Task brief:
Reproduce only the stretch of lines from the one containing "Can you find the smiling" through the one containing "<point>157,333</point>", including the requests, and offset every coordinate in the answers by -19.

[Coordinate annotation records]
—————

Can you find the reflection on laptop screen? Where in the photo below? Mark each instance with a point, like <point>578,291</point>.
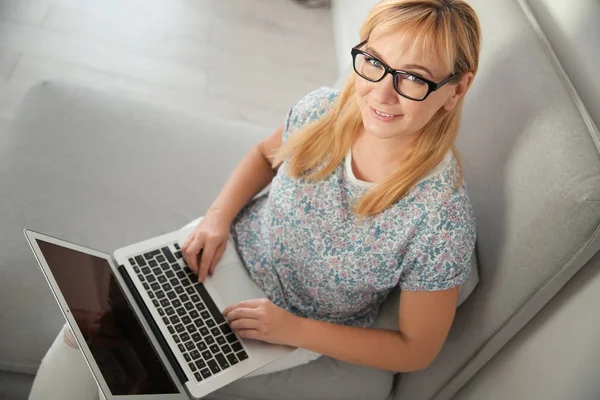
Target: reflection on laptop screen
<point>123,352</point>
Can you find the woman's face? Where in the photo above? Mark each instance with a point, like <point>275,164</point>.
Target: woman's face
<point>409,116</point>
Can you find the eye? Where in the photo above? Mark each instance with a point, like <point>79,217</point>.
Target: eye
<point>373,61</point>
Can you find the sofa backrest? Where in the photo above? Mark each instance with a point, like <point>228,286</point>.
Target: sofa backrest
<point>533,168</point>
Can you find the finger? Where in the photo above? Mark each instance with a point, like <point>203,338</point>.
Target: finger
<point>207,255</point>
<point>217,257</point>
<point>191,254</point>
<point>239,313</point>
<point>242,304</point>
<point>245,323</point>
<point>249,334</point>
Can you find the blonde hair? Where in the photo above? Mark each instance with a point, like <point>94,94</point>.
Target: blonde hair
<point>449,26</point>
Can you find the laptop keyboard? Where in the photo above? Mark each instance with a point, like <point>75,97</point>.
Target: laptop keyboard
<point>203,337</point>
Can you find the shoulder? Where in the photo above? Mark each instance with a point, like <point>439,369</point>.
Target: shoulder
<point>310,108</point>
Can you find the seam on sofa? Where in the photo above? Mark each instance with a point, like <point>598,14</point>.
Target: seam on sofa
<point>453,385</point>
<point>587,119</point>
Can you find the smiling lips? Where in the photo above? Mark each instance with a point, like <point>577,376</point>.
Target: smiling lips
<point>385,116</point>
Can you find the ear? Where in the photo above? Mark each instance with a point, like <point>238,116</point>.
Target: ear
<point>457,90</point>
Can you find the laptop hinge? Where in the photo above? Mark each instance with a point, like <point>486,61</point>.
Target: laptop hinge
<point>157,333</point>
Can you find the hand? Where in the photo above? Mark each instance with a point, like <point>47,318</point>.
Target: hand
<point>260,319</point>
<point>205,245</point>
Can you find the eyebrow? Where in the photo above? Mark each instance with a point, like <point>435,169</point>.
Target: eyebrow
<point>407,66</point>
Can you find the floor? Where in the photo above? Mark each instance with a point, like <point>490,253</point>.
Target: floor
<point>246,60</point>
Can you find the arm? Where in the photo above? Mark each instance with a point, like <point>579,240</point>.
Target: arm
<point>252,174</point>
<point>424,321</point>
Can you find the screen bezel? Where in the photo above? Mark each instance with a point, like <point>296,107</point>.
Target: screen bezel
<point>32,237</point>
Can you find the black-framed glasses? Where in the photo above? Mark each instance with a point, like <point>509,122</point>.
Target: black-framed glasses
<point>409,85</point>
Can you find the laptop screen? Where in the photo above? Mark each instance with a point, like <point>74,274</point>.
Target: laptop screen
<point>114,335</point>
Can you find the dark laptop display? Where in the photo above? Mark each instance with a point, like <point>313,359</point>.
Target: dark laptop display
<point>121,348</point>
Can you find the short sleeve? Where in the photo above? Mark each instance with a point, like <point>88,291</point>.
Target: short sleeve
<point>440,255</point>
<point>308,109</point>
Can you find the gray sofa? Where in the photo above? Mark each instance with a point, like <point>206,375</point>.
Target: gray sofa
<point>105,171</point>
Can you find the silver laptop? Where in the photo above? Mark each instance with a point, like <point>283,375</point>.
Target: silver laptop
<point>146,327</point>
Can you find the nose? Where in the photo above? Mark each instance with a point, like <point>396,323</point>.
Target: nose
<point>384,92</point>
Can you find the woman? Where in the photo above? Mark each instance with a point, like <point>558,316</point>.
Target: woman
<point>367,193</point>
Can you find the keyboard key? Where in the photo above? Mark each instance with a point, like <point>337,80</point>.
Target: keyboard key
<point>140,261</point>
<point>225,329</point>
<point>167,252</point>
<point>231,338</point>
<point>241,355</point>
<point>214,367</point>
<point>210,304</point>
<point>232,359</point>
<point>205,373</point>
<point>222,361</point>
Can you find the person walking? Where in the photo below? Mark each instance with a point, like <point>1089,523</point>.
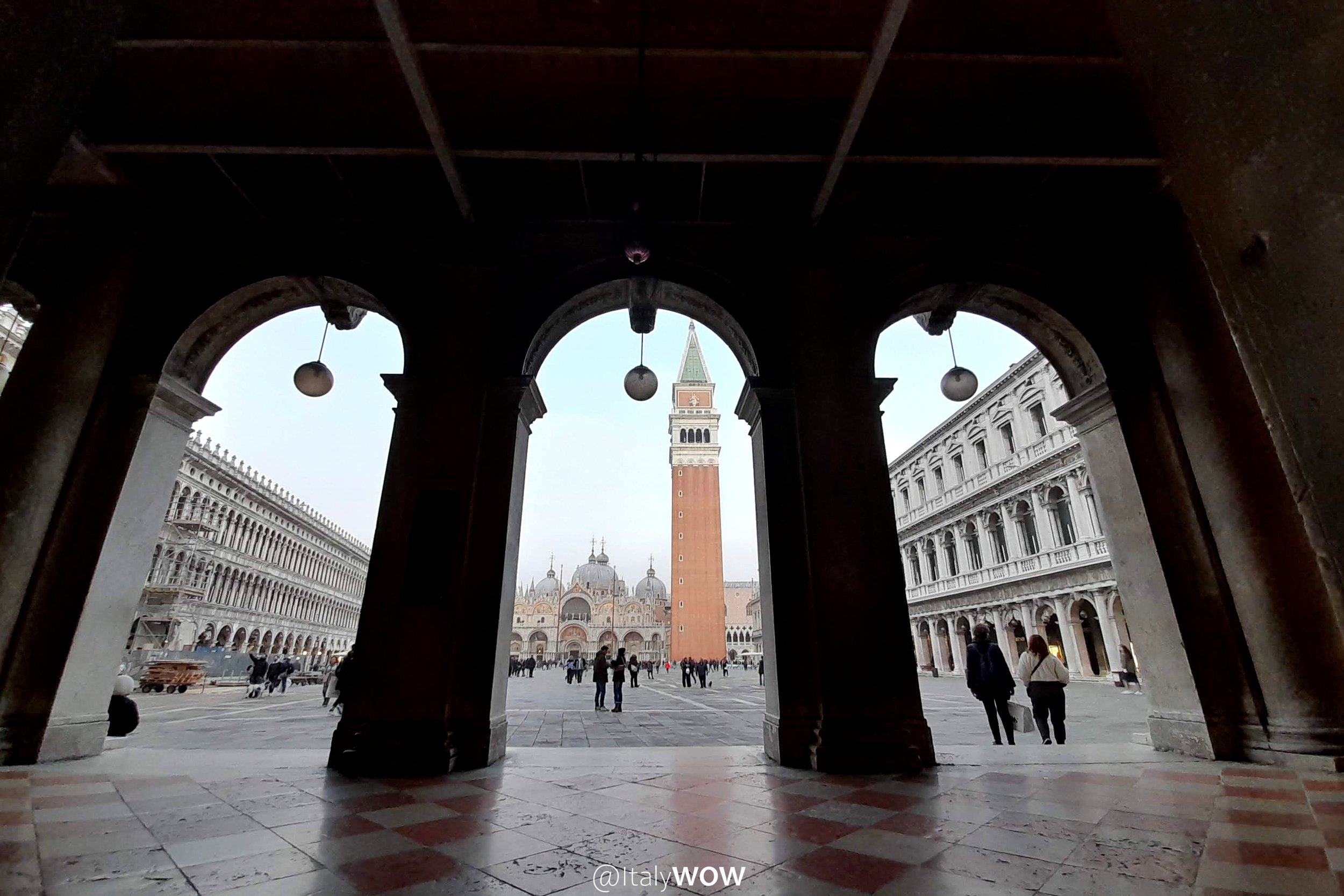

—————

Response to this exercise:
Can you find the smiling lips? Where in the photo above? Mark each instance with a point, like <point>577,376</point>.
Target: smiling lips
<point>366,97</point>
Can you find the ear? Where in the photo above? Mark each instance with a point, like <point>238,116</point>.
Target: ear
<point>438,71</point>
Can you find the laptop hinge? Where in the photo above? Mark each instance with a point, like <point>486,61</point>.
Target: laptop hinge
<point>138,314</point>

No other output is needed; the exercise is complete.